**DIRECTION:** Express the stretch of records from the line containing "Annotation task — pin every instance of the metal swivel" through the end of the records as a two-column CSV with the headers text and answer. Give one row per record, put each value in a single quoted field, and turn any line breaks into spaces.

[Dataset records on object locations]
-- Begin --
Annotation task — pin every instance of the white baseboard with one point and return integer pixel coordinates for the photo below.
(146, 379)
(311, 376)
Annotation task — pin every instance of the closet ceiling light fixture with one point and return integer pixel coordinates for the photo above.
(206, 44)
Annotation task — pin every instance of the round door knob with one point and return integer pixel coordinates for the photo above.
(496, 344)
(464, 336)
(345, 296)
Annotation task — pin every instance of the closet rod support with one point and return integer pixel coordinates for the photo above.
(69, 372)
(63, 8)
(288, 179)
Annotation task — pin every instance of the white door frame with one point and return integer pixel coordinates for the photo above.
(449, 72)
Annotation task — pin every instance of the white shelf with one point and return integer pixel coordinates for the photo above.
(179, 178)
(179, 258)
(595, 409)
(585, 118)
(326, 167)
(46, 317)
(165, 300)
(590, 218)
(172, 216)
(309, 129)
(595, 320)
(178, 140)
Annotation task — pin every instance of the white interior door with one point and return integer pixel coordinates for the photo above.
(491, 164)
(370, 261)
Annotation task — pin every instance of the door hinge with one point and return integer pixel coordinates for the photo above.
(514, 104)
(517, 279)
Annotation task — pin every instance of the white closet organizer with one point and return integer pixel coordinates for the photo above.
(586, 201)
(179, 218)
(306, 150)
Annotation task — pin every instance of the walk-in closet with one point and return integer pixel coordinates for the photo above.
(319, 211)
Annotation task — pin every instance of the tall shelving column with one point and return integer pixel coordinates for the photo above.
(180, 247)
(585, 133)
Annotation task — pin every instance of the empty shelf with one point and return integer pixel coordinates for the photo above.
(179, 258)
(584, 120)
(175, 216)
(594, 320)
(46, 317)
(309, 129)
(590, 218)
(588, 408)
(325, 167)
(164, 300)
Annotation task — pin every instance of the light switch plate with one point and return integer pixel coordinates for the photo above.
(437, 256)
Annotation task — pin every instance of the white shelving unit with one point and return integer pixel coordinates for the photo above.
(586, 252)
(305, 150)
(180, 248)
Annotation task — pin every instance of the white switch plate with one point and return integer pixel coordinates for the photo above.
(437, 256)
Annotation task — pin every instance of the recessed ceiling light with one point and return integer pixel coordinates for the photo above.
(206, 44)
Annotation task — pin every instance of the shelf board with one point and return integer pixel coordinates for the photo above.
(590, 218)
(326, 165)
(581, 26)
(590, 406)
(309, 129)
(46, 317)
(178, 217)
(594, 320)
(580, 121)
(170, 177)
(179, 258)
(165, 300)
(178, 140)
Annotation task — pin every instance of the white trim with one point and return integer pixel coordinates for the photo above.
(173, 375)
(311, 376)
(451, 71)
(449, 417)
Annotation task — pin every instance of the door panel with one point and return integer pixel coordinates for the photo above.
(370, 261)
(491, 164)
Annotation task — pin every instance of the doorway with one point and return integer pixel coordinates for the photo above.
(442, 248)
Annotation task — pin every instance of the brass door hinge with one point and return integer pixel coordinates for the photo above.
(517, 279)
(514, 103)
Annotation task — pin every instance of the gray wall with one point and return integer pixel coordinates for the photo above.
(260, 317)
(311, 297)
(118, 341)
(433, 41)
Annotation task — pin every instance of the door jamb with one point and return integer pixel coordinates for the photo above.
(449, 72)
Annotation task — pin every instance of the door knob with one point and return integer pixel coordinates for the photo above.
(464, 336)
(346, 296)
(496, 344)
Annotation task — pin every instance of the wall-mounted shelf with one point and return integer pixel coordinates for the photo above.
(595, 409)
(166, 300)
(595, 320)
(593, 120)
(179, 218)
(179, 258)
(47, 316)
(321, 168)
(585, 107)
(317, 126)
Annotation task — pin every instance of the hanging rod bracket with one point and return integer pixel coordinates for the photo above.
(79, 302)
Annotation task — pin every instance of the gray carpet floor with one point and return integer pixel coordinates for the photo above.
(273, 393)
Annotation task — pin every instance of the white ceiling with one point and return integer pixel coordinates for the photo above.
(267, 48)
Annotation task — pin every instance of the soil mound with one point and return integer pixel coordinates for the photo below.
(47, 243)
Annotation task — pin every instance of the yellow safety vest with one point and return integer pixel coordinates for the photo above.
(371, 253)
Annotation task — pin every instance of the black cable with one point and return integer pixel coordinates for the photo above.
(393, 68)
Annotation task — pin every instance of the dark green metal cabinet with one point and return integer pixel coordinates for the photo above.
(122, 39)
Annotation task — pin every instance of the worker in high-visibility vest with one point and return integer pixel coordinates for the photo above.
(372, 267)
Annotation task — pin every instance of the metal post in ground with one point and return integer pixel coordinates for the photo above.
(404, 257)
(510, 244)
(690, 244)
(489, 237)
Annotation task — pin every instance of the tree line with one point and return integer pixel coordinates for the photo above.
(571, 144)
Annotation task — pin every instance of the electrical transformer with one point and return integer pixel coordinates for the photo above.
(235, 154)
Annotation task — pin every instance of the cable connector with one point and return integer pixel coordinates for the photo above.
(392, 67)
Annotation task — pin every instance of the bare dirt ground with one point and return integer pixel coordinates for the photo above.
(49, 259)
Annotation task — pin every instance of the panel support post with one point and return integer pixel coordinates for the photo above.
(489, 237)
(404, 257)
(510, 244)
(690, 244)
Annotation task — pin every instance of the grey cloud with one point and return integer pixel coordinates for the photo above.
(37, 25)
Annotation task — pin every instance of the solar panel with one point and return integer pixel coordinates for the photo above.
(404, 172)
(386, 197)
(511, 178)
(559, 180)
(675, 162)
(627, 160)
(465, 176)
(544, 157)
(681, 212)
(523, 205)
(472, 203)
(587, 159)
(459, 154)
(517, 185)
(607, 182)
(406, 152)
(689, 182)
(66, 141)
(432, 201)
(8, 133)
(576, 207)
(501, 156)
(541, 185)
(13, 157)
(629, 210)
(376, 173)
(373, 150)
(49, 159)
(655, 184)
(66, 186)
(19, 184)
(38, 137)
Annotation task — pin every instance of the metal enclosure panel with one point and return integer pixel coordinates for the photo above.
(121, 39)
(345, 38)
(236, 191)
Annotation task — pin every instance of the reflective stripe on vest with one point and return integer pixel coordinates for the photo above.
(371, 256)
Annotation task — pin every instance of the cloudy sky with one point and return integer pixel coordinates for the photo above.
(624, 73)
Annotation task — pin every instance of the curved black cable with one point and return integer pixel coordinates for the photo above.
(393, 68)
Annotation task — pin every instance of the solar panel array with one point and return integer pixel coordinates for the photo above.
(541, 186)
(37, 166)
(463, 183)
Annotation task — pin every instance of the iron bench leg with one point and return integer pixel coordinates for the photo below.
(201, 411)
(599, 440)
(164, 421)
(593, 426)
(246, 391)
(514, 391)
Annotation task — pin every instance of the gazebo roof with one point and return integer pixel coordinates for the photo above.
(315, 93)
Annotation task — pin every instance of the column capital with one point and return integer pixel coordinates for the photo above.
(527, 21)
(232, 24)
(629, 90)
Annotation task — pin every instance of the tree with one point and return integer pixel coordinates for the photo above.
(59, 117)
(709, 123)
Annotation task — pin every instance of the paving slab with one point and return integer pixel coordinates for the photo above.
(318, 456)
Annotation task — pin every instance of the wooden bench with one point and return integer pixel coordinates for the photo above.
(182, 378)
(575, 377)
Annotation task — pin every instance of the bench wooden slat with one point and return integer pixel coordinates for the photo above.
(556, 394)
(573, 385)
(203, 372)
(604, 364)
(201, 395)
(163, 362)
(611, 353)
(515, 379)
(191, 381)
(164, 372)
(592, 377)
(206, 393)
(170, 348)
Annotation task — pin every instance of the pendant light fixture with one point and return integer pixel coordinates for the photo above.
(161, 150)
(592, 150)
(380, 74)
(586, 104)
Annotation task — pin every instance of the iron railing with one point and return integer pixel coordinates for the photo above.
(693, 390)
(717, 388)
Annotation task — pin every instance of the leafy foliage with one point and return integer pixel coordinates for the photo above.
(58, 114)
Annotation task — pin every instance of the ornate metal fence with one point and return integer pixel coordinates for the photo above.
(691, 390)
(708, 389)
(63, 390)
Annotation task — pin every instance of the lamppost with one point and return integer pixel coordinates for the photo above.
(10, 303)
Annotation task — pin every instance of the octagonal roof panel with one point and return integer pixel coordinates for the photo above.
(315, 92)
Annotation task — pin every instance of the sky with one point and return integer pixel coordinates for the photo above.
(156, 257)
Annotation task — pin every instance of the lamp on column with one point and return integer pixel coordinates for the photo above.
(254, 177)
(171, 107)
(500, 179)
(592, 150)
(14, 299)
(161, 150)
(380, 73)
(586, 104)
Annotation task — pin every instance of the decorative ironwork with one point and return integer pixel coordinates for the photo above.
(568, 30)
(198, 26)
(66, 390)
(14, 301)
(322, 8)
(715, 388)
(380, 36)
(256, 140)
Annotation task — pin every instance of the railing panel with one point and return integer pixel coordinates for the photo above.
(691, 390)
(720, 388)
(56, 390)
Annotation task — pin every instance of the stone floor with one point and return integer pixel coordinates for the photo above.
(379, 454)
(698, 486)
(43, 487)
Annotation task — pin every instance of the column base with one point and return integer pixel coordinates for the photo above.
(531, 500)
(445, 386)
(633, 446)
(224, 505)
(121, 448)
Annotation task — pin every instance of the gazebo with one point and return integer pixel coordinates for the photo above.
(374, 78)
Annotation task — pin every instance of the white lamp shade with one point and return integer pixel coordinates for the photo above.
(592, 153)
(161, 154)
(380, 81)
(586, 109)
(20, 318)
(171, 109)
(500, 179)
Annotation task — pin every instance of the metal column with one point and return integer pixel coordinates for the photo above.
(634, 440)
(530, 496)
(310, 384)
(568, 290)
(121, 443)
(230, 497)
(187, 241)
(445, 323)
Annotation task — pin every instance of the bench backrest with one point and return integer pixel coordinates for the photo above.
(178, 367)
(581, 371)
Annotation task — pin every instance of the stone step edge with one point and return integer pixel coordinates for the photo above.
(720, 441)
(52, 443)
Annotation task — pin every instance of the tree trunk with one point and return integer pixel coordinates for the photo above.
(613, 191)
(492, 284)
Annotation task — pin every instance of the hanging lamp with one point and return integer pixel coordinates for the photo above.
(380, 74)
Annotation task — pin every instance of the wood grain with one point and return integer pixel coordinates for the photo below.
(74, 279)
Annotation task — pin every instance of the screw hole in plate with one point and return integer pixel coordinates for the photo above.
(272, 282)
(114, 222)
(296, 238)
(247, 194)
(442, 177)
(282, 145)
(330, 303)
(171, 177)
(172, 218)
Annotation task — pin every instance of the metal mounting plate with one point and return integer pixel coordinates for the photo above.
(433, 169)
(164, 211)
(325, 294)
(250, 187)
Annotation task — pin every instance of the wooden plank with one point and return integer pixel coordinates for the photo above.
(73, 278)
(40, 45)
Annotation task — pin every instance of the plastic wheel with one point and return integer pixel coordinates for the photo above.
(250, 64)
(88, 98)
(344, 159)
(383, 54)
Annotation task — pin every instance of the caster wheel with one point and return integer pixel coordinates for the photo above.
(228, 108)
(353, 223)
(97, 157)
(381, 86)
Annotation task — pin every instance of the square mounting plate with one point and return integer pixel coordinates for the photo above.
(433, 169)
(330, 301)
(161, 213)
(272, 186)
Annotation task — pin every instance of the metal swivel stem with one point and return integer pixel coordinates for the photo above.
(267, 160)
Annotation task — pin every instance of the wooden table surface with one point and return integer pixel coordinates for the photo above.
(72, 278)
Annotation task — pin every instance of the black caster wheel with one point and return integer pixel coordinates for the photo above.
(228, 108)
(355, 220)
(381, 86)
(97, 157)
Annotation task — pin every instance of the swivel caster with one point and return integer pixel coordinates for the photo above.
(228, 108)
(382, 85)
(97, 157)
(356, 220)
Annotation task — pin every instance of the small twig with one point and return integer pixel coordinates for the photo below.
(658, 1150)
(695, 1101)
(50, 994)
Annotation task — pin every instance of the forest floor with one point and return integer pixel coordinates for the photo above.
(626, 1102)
-- End --
**THE RESPONSE:**
text,answer
"Annotation task — pin every instance of the metal swivel stem with one point and return integer pixel coordinates for the photo above.","(267, 160)"
"Annotation task — pin every instance of the wooden table surface with one point and return integer pixel coordinates for the photo above.","(72, 278)"
"Annotation task — pin every instance of the black caster wheel with one point and return integer pixel coordinates for the photo above.","(228, 108) (355, 220) (381, 86) (97, 157)"
"Annotation task — pin every instance of the swivel caster with one point and return integer pixel coordinates for the photo above.","(228, 108) (382, 85) (97, 157) (356, 220)"
"Annotation task — pin every instance of the small twig with one point and return integer pixel coordinates for the photo below.","(658, 1150) (695, 1101) (50, 994)"
"Annotation task — pin every instance of the forest floor with one point and return integer pixel coordinates for the photo above.","(626, 1102)"